◆ **What you need to do**:
1 > Answer these questions about the stock incentive plan excerpt:
(a) What year appears in the plan's name?
(b) Who determines whether the Company has a significant equity interest in an entity?
(c) Which kinds of award does the definition of "Award" list?
2 > Reproduce word for word the stretch of the stock incentive plan excerpt from "SECTION 2.  Definitions." through "by the Committee.".

SECTION 1.  Purpose.

 

The purposes of this 2001 Executive Stock Incentive Plan (the “Plan”) are to promote the interests of the Company and its stockholders by (i) attracting and retaining executive personnel and other key employees of the Company and its affiliates; (ii) motivating these employees by using performance-related incentives to achieve longer range performance goals; and (iii) enabling these employees to participate in the long-term growth and financial success of the Company.

 

SECTION 2.  Definitions.

 

As used in the Plan, the following terms shall have the meanings set forth below:

 

(a)       Affiliate” shall mean (i) any entity that, directly or through one or more intermediaries, is controlled by the Company and (ii) any entity in which the Company has a significant equity interest, as determined by the Committee.

 

(b)       Award” shall mean any Option, Stock Appreciation Right, Restricted Stock, Performance Award, Stock Compensation Award or Other Stock-Based Award.

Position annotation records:
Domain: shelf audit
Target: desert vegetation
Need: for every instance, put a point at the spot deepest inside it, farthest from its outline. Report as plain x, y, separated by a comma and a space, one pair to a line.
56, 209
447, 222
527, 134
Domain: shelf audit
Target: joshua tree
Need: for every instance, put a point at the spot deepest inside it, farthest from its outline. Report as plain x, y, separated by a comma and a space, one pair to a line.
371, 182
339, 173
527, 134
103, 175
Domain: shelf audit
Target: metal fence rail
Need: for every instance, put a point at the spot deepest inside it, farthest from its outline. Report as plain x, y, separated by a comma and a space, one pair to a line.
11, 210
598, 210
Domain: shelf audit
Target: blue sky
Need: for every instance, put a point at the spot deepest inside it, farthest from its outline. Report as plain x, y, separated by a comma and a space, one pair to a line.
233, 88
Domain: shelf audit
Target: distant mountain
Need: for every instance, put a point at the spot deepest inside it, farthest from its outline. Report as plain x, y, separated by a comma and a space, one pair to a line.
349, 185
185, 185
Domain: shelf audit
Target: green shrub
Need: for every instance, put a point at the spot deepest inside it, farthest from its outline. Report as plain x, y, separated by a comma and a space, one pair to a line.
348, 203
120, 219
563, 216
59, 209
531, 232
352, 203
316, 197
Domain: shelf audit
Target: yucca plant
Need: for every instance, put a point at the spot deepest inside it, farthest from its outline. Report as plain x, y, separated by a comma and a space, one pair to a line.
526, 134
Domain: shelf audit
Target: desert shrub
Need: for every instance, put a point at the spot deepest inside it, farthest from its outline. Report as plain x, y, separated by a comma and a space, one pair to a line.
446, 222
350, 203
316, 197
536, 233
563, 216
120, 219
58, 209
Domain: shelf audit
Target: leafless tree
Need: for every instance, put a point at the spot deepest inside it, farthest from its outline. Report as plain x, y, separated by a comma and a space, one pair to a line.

◆ **Exercise results**:
1 >
(a) 2001
(b) The Committee
(c) Option, Stock Appreciation Right, Restricted Stock, Performance Award, Stock Compensation Award and Other Stock-Based Award

2 >
SECTION 2.  Definitions.

 

As used in the Plan, the following terms shall have the meanings set forth below:

 

(a)       Affiliate” shall mean (i) any entity that, directly or through one or more intermediaries, is controlled by the Company and (ii) any entity in which the Company has a significant equity interest, as determined by the Committee.